SET EXERCISE
Render every line of the listing below as a Markdown table with two columns, Row and Line. Number each row and omit blank lines.

EXERCISE MATERIALS
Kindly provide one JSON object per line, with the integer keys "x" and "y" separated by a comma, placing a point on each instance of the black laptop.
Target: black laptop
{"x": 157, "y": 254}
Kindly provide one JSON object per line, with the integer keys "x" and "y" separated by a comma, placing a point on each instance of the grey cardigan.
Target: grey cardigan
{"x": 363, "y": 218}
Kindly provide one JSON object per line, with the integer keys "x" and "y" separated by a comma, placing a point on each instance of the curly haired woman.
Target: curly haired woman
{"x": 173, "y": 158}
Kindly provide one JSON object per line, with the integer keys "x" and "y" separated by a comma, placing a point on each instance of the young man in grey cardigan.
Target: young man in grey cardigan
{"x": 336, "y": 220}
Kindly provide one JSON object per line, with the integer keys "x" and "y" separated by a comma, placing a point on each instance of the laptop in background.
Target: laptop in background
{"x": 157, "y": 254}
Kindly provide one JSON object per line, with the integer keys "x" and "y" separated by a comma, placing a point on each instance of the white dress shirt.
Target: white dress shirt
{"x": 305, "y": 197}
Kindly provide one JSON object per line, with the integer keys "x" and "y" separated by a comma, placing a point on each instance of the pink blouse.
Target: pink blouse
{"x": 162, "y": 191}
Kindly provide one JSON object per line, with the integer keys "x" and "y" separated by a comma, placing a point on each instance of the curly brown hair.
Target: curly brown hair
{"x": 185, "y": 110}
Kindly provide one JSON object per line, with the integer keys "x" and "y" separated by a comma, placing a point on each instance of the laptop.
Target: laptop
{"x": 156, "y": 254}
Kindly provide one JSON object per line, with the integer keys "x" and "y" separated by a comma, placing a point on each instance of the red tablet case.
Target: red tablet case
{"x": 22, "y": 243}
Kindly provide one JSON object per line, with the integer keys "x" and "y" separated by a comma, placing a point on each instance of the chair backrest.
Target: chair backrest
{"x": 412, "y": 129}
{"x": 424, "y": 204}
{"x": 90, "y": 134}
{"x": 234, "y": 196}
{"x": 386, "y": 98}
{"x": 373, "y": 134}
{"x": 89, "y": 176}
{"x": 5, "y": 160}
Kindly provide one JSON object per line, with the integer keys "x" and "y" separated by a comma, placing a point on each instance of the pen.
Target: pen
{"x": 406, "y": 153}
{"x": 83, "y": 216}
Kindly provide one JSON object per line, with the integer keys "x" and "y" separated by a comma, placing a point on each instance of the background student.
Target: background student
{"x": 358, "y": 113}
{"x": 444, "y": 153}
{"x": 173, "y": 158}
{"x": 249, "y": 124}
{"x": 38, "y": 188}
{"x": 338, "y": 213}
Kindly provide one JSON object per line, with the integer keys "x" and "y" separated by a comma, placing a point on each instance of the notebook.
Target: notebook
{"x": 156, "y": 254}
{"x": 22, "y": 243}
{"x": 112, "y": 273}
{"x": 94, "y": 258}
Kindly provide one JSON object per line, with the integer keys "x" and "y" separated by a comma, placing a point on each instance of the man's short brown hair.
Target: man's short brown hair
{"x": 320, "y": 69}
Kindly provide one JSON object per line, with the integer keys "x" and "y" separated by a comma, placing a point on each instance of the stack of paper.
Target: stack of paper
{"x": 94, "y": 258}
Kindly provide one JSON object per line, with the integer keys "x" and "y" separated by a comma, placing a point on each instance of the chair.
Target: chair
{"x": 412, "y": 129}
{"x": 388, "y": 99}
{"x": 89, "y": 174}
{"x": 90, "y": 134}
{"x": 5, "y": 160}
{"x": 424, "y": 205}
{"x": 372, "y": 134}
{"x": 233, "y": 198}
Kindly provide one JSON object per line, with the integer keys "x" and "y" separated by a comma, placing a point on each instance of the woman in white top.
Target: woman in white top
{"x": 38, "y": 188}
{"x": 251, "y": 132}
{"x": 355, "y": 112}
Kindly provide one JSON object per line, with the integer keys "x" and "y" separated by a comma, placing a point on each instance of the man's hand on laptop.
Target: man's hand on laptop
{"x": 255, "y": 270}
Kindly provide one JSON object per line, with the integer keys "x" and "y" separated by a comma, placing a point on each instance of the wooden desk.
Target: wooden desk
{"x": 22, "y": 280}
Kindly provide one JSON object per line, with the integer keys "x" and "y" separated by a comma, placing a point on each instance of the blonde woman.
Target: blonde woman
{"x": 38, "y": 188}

RESPONSE TO THIS EXERCISE
| Row | Line |
|---|---|
| 1 | Kindly provide one JSON object per line, with the integer keys "x" and "y" separated by a comma, placing a point on each instance of the black laptop. |
| 2 | Target: black laptop |
| 3 | {"x": 157, "y": 254} |
| 4 | Kindly provide one JSON object per line, with the integer keys "x" and "y" separated by a comma, placing a point on each instance of the grey cardigan. |
| 5 | Target: grey cardigan |
| 6 | {"x": 363, "y": 218} |
| 7 | Kindly provide one JSON object per line, with the integer keys "x" and "y" separated by a comma, placing a point on each instance of the curly haired woman. |
| 8 | Target: curly haired woman |
| 9 | {"x": 173, "y": 158} |
| 10 | Kindly provide one JSON object per line, with the integer keys "x" and "y" separated by a comma, placing a point on each instance of the young man in grey cardigan. |
| 11 | Target: young man in grey cardigan |
| 12 | {"x": 336, "y": 220} |
| 13 | Kindly provide one JSON object per line, with the integer keys "x" and "y" separated by a comma, placing a point on each instance of the laptop in background. |
| 14 | Target: laptop in background |
| 15 | {"x": 157, "y": 254} |
| 16 | Kindly provide one JSON object per line, with the integer keys "x" and "y" separated by a comma, placing a point on each instance of the white dress shirt. |
| 17 | Target: white dress shirt |
| 18 | {"x": 305, "y": 197} |
| 19 | Kindly provide one JSON object per line, with the integer keys "x" and "y" separated by a comma, placing a point on each instance of the pink blouse. |
| 20 | Target: pink blouse |
| 21 | {"x": 162, "y": 191} |
| 22 | Kindly provide one JSON object per line, with the integer keys "x" and "y" separated by a comma, placing a point on each instance of the curly brown hair. |
| 23 | Target: curly brown hair |
| 24 | {"x": 185, "y": 110} |
| 25 | Kindly provide one JSON object per line, with the integer keys "x" and "y" separated by a comma, placing a point on each instance of the laptop. |
| 26 | Target: laptop |
| 27 | {"x": 156, "y": 254} |
| 28 | Kindly provide one JSON object per line, with the integer keys "x" and "y" separated by a comma, placing a point on each instance of the red tablet case. |
| 29 | Target: red tablet case |
| 30 | {"x": 22, "y": 243} |
| 31 | Kindly provide one JSON object per line, with the integer keys "x" and "y" separated by a comma, placing a point on each instance of the chair backrest. |
| 32 | Target: chair backrest |
| 33 | {"x": 412, "y": 129} |
| 34 | {"x": 424, "y": 204} |
| 35 | {"x": 90, "y": 134} |
| 36 | {"x": 234, "y": 196} |
| 37 | {"x": 386, "y": 98} |
| 38 | {"x": 373, "y": 134} |
| 39 | {"x": 89, "y": 176} |
| 40 | {"x": 5, "y": 160} |
| 41 | Kindly provide one JSON object per line, with the integer keys "x" and "y" separated by a comma, placing a point on each instance of the pen. |
| 42 | Target: pen |
| 43 | {"x": 406, "y": 153} |
| 44 | {"x": 83, "y": 216} |
| 45 | Kindly provide one JSON object per line, with the integer keys "x" and "y" separated by a comma, placing a point on each instance of the background student. |
| 46 | Target: background student |
| 47 | {"x": 358, "y": 113} |
| 48 | {"x": 444, "y": 153} |
| 49 | {"x": 173, "y": 158} |
| 50 | {"x": 249, "y": 124} |
| 51 | {"x": 38, "y": 188} |
| 52 | {"x": 338, "y": 213} |
| 53 | Kindly provide one JSON object per line, with the integer keys "x" and "y" separated by a comma, placing a point on each instance of the notebook. |
| 54 | Target: notebook |
| 55 | {"x": 156, "y": 254} |
| 56 | {"x": 22, "y": 243} |
| 57 | {"x": 112, "y": 273} |
| 58 | {"x": 94, "y": 258} |
| 59 | Kindly provide one JSON object per line, with the integer keys "x" and "y" separated by a comma, placing a point on each instance of the man's short brown hair. |
| 60 | Target: man's short brown hair |
| 61 | {"x": 320, "y": 69} |
| 62 | Kindly provide one JSON object per line, with the integer keys "x" and "y" separated by a comma, placing a point on each instance of the stack of paper. |
| 63 | Target: stack of paper |
| 64 | {"x": 94, "y": 258} |
| 65 | Kindly provide one JSON object per line, with the integer keys "x" and "y" separated by a comma, placing a point on each instance of the chair. |
| 66 | Target: chair |
| 67 | {"x": 412, "y": 129} |
| 68 | {"x": 388, "y": 99} |
| 69 | {"x": 89, "y": 174} |
| 70 | {"x": 90, "y": 134} |
| 71 | {"x": 5, "y": 160} |
| 72 | {"x": 424, "y": 205} |
| 73 | {"x": 372, "y": 134} |
| 74 | {"x": 233, "y": 198} |
| 75 | Kindly provide one JSON object per line, with the integer keys "x" and "y" separated by a comma, placing a point on each instance of the woman in white top. |
| 76 | Target: woman in white top |
| 77 | {"x": 38, "y": 188} |
| 78 | {"x": 251, "y": 132} |
| 79 | {"x": 355, "y": 112} |
| 80 | Kindly provide one JSON object per line, with the integer keys "x" and "y" separated by a comma, placing a point on each instance of the man's hand on laptop. |
| 81 | Target: man's hand on laptop |
| 82 | {"x": 255, "y": 270} |
| 83 | Kindly provide one JSON object per line, with the integer keys "x" and "y" separated by a comma, placing a point on each instance of the wooden desk. |
| 84 | Target: wooden desk |
| 85 | {"x": 22, "y": 280} |
| 86 | Kindly provide one JSON object per line, with the integer keys "x" and "y" separated by a comma, placing a point on each instance of the blonde woman. |
| 87 | Target: blonde woman |
| 88 | {"x": 38, "y": 188} |